GOAL |
Copy out every row from the one containing "of the bare" down to the final row, keeping each row whole. Shift the coordinates in the answers by adding -111 to every number.

— start —

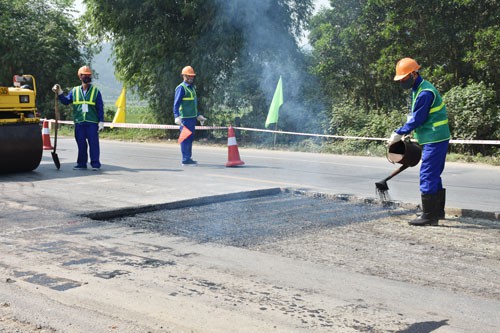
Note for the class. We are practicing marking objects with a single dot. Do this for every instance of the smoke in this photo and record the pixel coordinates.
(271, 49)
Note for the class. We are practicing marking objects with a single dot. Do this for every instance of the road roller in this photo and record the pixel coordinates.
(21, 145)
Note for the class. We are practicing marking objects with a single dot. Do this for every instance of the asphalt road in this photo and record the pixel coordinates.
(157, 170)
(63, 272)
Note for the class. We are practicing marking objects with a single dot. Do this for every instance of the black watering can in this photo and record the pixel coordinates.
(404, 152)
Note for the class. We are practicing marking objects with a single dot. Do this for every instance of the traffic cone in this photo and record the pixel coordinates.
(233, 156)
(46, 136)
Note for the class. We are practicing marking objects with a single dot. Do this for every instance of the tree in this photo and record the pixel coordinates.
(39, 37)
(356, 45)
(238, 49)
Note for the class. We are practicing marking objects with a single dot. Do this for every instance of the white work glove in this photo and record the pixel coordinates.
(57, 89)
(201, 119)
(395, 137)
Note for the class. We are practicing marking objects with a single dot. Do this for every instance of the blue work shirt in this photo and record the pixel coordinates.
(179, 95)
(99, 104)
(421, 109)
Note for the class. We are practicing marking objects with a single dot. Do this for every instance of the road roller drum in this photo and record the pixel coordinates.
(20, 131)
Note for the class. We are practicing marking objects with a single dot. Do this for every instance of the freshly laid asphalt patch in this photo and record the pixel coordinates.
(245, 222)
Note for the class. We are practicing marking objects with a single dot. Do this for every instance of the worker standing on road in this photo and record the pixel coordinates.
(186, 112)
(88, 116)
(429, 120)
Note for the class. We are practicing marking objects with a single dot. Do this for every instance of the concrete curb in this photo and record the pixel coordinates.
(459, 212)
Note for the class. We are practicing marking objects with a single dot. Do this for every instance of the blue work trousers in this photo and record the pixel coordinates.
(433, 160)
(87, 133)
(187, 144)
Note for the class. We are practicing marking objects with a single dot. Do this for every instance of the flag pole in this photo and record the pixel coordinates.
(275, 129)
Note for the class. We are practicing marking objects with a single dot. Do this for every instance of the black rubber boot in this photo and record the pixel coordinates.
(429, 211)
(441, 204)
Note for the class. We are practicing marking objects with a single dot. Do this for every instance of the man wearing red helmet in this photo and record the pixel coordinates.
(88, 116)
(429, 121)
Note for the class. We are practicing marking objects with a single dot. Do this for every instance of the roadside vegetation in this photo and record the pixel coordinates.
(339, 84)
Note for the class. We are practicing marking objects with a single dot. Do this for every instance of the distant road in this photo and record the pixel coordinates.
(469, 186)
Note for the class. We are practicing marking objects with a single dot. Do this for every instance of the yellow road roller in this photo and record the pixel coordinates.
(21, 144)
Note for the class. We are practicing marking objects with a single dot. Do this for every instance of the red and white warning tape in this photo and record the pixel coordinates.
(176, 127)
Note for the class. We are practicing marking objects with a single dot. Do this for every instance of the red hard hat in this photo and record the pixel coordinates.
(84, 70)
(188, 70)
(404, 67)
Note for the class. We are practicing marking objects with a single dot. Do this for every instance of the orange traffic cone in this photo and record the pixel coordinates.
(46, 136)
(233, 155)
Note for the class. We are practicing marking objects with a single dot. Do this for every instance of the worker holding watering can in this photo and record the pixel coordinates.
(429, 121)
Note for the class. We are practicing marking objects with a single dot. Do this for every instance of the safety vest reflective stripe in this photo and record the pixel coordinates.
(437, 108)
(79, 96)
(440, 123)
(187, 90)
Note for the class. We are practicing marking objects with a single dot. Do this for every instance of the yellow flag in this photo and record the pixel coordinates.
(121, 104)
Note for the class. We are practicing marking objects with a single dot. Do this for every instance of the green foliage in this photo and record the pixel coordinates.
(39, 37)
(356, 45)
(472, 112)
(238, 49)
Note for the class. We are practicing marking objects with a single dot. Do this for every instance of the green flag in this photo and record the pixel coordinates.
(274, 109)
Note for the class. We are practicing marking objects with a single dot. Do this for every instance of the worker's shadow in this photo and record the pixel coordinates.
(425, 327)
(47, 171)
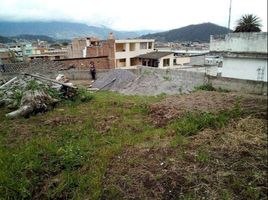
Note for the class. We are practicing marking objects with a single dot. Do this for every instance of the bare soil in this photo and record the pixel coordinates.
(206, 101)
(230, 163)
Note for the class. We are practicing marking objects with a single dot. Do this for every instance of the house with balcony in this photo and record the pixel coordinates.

— end —

OUTPUT BELOW |
Note for the class. We are practicing marking objects with a single dot. Do this for every instance of the bare soil in this photo and record the pixel coordinates.
(95, -10)
(119, 52)
Note for the class. We are practicing marking objects with a single dot. Do this for every instance of the house with balcony in this photo and record the pixel coordinates.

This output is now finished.